**WRITTEN REQUEST:** Every record should be written out exactly, please.

**Stored data:**
** START **

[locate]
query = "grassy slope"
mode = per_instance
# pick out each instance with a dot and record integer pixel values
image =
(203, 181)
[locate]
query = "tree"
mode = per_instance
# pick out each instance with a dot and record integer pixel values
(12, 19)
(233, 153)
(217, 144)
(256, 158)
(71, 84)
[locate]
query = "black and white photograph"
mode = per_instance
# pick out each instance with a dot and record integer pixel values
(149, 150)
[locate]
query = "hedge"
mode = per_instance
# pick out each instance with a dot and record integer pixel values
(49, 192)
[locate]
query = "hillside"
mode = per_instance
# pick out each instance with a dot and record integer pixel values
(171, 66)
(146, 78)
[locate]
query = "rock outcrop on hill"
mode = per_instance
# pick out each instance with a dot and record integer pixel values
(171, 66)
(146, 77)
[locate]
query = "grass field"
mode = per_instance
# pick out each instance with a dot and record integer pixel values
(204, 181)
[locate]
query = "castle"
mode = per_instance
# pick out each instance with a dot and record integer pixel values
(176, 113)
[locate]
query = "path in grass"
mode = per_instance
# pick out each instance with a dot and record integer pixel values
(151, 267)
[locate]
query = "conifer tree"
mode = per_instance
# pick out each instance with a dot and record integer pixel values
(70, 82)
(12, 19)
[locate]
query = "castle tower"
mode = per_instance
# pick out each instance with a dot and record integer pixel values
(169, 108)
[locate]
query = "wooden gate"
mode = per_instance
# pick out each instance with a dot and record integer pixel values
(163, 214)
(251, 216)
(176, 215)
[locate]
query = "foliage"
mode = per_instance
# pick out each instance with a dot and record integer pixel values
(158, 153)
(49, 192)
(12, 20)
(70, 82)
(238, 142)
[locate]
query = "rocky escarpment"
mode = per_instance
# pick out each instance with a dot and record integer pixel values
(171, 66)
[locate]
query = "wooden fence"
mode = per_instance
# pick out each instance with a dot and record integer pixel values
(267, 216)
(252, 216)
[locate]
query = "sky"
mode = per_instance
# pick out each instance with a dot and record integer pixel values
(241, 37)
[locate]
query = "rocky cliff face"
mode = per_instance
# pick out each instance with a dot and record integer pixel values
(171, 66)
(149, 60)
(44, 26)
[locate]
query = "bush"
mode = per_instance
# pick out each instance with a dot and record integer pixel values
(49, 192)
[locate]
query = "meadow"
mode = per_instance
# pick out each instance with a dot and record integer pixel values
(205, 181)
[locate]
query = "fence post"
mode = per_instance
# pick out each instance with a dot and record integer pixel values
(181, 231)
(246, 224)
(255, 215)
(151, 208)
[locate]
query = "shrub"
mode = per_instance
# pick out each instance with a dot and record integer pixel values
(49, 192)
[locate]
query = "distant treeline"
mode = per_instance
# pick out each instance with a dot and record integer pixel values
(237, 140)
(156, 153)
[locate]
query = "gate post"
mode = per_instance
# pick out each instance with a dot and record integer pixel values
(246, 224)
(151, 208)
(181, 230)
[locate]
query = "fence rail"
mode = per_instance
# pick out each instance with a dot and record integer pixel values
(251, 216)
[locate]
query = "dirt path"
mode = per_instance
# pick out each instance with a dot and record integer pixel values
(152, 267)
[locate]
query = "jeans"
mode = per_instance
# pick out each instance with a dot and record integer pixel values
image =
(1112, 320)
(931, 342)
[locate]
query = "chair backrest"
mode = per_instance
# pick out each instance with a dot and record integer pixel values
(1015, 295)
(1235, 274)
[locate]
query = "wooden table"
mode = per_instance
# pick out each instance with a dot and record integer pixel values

** END **

**CORRECT ANSWER:**
[locate]
query = "grassy slope"
mode = per_instance
# pick out each instance with a dot and record integer pixel values
image =
(203, 181)
[locate]
query = "tree"
mode = per_instance
# pick out each instance with a dot and record integer pixel values
(12, 19)
(233, 153)
(217, 144)
(256, 158)
(71, 84)
[locate]
query = "black and white photograph"
mode = per_instance
# pick out each instance with a dot and record integer pixel values
(149, 150)
[locate]
query = "hedge"
mode = per_instance
# pick out each instance with a dot and record integer pixel values
(49, 192)
[locate]
query = "hillside"
mode = per_instance
# pick out each instance with a dot and record integer pixel values
(171, 66)
(146, 78)
[locate]
query = "rock outcrop on hill"
mode = per_instance
# pick out each instance with a dot and record integer pixel values
(171, 66)
(146, 77)
[locate]
query = "grass field"
mode = per_instance
# pick out each instance with a dot and record integer pixel values
(204, 181)
[locate]
query = "castle"
mode = per_instance
# pick out each instance with a dot and record integer pixel values
(176, 113)
[locate]
query = "path in grass"
mode = per_instance
# pick out each instance with a dot and record integer pixel values
(151, 267)
[locate]
query = "conifer tree"
mode = per_instance
# pick out each instance with a dot and record integer pixel values
(70, 82)
(12, 19)
[locate]
query = "castle tower"
mode = per_instance
# pick out each instance with a dot and record integer pixel values
(169, 108)
[locate]
query = "wooden gate"
mode = per_instance
# pick out each instance with a dot and record integer pixel values
(163, 214)
(251, 216)
(176, 215)
[locate]
query = "foliage"
mode = per_instance
# pick out each instance with a dot and record integer pixel values
(158, 153)
(49, 192)
(12, 20)
(70, 82)
(238, 142)
[locate]
query = "rocky escarpment"
mode = per_instance
# pick out each instance with a dot and record integer pixel values
(171, 66)
[locate]
query = "wooden fence"
mode = per_instance
# pick out each instance with a dot and record integer pixel values
(267, 216)
(252, 216)
[locate]
query = "sky"
mode = per_instance
# pick out each instance with a dot and record integer pixel values
(241, 37)
[locate]
query = "rocky cliff face"
mode = per_instance
# pick out each instance with a dot and record integer pixel values
(171, 66)
(149, 60)
(44, 26)
[locate]
query = "bush"
mode = per_instance
# pick out each instance with a dot and record integer pixel values
(49, 192)
[locate]
query = "meadow"
mode = per_instance
# pick out each instance with a dot and record integer pixel values
(205, 181)
[locate]
query = "fence post"
mode = per_instance
# pick out each instance with a dot and record integer pixel values
(181, 231)
(246, 224)
(255, 215)
(151, 208)
[locate]
query = "shrub"
mode = per_instance
# pick out each instance with a dot and record integer pixel values
(49, 192)
[locate]
query = "distant treeline"
mode = per_instance
# pick out each instance with a dot and record integer pixel values
(237, 140)
(156, 153)
[locate]
query = "gate post"
mode = per_instance
# pick out each instance with a dot and record integer pixel values
(246, 224)
(151, 208)
(181, 230)
[locate]
query = "fence rail"
mode = per_instance
# pick out each instance with a dot and record integer pixel values
(251, 216)
[locate]
query = "dirt path"
mode = per_instance
# pick out each instance with a dot and record integer pixel values
(152, 267)
[locate]
query = "jeans"
mode = per_instance
# pick out each instance with a dot and record integer pixel values
image =
(1112, 320)
(931, 342)
[locate]
query = "chair backrest"
mode = per_instance
# pick out each instance with a dot and record integer pixel values
(1015, 295)
(1235, 274)
[locate]
query = "wooden table"
mode = per_instance
# pick out each instance with a dot and record integer pixel values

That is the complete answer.